→ Task requirements
**A)** Answer these questions from the termite-counting extract:
(i) Which model has the highest recall?
(ii) How many swarming termite videos were used in the counting experiment?
(iii) What average improvement over DeepSort does the extract report?
**B)** Please decide whether each statement agrees with the termite-counting extract. Give yes or no and quote the words that settle it.
(i) The counting comparison used three object tracking algorithms.
(ii) Duplicate counting is blamed mainly on the termites' slow flight.
(iii) The largest average improvement reported is over ByteTrack.
**C)** Carry the termite-counting extract forward from its last sentence.
*** Opening Selected extract ***
Table 5. The results of each model evaluation index.

Model	Precision (%)	Recall (%)	mAP@0.5 (%)	mAP@0.5–0.95 (%)
YOLOv8	89.63	83.76	89.11	72.84
YOLOv10	88.23	84.38	90.57	72.34
YOLOv11	90.16	85.22	91.19	74.29
Faster RCNN	88.92	84.52	87.34	67.10
YOLOv8n-MEB	90.09	84.11	90.45	71.61
Insect-YOLO	90.60	85.91	91.05	73.65
YOLOv11-ST	92.98	87.32	93.21	76.09

is the result of each model evaluation index.

4.4. Swarming Termite Counting Experiment

To validate the feasibility of the swarming termite counting method proposed in this paper, we conducted comparative experiments using three widely used object tracking algorithms, Sort [27], DeepSort [28], and ByteTrack [29] on the same set of 50 swarming termite videos, based on the improved YOLOv11 model presented in this study. The results indicate that duplicate counting frequently occurs with conventional counting algorithms, primarily due to the rapid flight speed of termites, causing target ID loss. In contrast, our algorithm leverages extracted features as unique biological fingerprints for deduplication, achieving an average improvement of 10.6% compared to Sort, 6.8% compared to DeepSort, and 5% compared to ByteTrack. The performance of different counting algorithms is summarized in the

Table 6. Result of the swarming termites counting experiment.
*** Closing Selected extract ***
*** Opening Extracted material ***
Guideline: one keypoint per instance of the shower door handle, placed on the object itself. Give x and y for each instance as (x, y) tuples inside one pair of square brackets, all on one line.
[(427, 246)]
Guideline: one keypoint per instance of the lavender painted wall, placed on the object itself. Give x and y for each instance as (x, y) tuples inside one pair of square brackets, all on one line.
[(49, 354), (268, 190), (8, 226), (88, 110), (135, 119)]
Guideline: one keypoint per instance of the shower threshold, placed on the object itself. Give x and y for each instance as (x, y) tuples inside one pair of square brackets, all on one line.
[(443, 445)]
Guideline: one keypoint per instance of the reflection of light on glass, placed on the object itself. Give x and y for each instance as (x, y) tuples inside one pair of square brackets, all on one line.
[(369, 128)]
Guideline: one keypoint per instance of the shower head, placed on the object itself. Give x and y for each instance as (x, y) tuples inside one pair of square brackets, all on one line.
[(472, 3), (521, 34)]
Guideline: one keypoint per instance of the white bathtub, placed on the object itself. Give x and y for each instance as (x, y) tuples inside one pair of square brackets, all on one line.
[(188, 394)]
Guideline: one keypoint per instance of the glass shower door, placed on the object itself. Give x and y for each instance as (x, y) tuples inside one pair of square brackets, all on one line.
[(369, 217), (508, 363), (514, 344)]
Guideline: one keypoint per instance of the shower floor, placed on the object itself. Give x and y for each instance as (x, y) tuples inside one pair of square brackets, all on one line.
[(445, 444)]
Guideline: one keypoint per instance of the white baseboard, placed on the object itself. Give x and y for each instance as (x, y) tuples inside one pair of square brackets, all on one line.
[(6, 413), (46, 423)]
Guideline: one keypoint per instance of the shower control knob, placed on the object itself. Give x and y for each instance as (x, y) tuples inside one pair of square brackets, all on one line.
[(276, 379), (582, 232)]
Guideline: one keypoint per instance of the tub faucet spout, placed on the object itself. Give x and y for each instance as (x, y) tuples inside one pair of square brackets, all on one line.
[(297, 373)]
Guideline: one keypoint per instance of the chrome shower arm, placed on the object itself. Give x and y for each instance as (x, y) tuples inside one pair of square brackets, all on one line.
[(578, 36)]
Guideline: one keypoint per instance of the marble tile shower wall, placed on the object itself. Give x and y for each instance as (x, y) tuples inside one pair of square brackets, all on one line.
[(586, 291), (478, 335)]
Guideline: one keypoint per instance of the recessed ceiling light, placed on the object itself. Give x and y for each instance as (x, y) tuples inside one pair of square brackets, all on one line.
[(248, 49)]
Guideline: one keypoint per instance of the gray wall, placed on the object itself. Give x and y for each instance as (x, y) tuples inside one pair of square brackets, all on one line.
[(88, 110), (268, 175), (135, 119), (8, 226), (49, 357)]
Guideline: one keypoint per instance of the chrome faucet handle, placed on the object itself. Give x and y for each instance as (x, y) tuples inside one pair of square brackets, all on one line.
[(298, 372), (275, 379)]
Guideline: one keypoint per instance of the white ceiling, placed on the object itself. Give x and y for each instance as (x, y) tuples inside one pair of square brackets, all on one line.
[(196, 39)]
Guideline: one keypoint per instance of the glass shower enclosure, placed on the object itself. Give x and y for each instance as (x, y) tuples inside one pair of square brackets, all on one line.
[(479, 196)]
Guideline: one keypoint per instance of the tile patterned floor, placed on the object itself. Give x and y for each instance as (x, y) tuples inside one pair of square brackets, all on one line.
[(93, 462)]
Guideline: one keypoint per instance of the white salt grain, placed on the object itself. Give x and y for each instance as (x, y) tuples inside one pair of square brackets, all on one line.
*** Closing Extracted material ***
→ Answers to the problems
**A)**
(i) YOLOv11-ST, at 87.32%
(ii) 50
(iii) 6.8%

**B)**
(i) Yes: "three widely used object tracking algorithms, Sort [27], DeepSort [28], and ByteTrack [29]"
(ii) No: "primarily due to the rapid flight speed of termites, causing target ID loss"
(iii) No: "an average improvement of 10.6% compared to Sort, 6.8% compared to DeepSort, and 5% compared to ByteTrack"

**C)**
Method	AAR (%)
Sort	80.6%
DeepSort	84.4%
ByteTrack	86.2%
Our method	91.2%

.

A comparative analysis of swarming termite counting was conducted using Sort, DeepSort, ByteTrack, and the proposed method on 50 swarming termite videos. As shown in the Figure 11, linear regression analysis revealed that although all four algorithms demonstrated a certain correlation between machine counts and manual counts, our method exhibited a superior correlation (R² = 0.9632) compared to the other three algorithms. This result underscores that our method provides an exceptional fit for accurate termite counting.

5. Deployment of YOLOv11-ST

Currently, YOLOv11-ST has been deployed in the swarm-flying termite monitoring station in Nuozhadu area, Pu’er City, Yunnan Province, China. Figure 12 is termite swarming detection station.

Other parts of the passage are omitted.